**GIVEN EXERCISE**
Print the whole listing exactly.

**EXERCISE DATA**

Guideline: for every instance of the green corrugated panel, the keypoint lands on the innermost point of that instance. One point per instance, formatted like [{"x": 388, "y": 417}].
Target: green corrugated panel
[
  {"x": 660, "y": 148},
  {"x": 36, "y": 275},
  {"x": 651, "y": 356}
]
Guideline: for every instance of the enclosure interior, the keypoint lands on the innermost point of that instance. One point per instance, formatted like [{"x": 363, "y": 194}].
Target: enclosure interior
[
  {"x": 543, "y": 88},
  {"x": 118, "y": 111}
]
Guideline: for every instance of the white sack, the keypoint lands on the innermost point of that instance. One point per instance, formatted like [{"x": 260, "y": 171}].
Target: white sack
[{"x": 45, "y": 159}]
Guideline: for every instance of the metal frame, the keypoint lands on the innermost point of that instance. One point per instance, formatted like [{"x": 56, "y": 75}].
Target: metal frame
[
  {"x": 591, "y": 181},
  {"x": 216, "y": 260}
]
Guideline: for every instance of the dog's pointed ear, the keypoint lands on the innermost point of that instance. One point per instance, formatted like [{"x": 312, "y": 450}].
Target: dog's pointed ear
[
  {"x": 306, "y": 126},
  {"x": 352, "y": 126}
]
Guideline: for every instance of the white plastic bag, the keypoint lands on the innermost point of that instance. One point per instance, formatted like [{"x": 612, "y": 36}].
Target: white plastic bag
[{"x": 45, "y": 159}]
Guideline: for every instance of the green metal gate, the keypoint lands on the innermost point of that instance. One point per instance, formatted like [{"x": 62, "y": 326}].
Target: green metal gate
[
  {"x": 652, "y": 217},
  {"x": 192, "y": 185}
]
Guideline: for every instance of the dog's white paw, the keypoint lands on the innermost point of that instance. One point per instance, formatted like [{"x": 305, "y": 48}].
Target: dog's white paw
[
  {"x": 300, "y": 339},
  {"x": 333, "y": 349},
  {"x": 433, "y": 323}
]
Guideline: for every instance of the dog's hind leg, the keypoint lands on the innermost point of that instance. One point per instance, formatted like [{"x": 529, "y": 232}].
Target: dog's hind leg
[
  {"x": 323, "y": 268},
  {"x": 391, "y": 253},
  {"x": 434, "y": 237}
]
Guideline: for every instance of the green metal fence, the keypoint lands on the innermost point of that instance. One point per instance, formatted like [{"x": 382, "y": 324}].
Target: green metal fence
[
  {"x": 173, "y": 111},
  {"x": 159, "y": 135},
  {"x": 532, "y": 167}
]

**OUTPUT OF THE TASK**
Guideline: for every instance of the green corrugated panel, the keypoint lands on the innermost point of that instance. One point per instance, formatted like [{"x": 388, "y": 417}].
Target: green corrugated panel
[
  {"x": 660, "y": 148},
  {"x": 36, "y": 275},
  {"x": 651, "y": 356}
]
Guideline: for every instance of the enclosure interior, the keypoint lands on the innermost point of that instance. One point per instance, formatted like [{"x": 363, "y": 194}].
Target: enclosure interior
[
  {"x": 543, "y": 88},
  {"x": 118, "y": 111}
]
Guideline: for every instance of the white sack, the keypoint lands on the innermost point of that instance. One point per instance, formatted like [{"x": 260, "y": 171}].
Target: white sack
[{"x": 45, "y": 159}]
Guideline: for every instance of the metal frame, the keypoint lands on the innermost point of that instance. One point per instance, formatted like [{"x": 56, "y": 75}].
Target: metal frame
[
  {"x": 591, "y": 181},
  {"x": 216, "y": 260}
]
Guideline: for every instance of the dog's pointed ear, the keypoint lands on the innermost point of that instance. One point per instance, formatted like [{"x": 312, "y": 450}].
Target: dog's pointed ear
[
  {"x": 306, "y": 126},
  {"x": 352, "y": 126}
]
Guideline: for every instance of the white plastic bag, the keypoint lands on the innermost point of that instance. One point per instance, formatted like [{"x": 612, "y": 36}].
Target: white plastic bag
[{"x": 45, "y": 159}]
Guideline: for every instance of the green metal gate, the keypoint lands on the innermost point of that instance. One point per instance, formatted like [{"x": 62, "y": 326}].
Target: green metal gate
[
  {"x": 652, "y": 217},
  {"x": 192, "y": 185}
]
Guideline: for every instance of the dog's white paw, the keypoint lands on the innermost point of that instance. One point per instance, formatted like [{"x": 305, "y": 48}].
Target: dog's white paw
[
  {"x": 300, "y": 339},
  {"x": 333, "y": 349},
  {"x": 433, "y": 323}
]
Guideline: for every instance of the dog's hind leg, the keypoint lands on the innermost point of that instance. One point per instance, formatted like [{"x": 529, "y": 232}].
Target: dog's hind leg
[
  {"x": 323, "y": 268},
  {"x": 391, "y": 253},
  {"x": 434, "y": 237}
]
Guideline: for every instance of the green metal fence, the keypoint lands on the innermost point of that instance. One point per instance, formatted like [{"x": 382, "y": 324}].
Target: green metal fence
[
  {"x": 173, "y": 111},
  {"x": 159, "y": 135},
  {"x": 532, "y": 167}
]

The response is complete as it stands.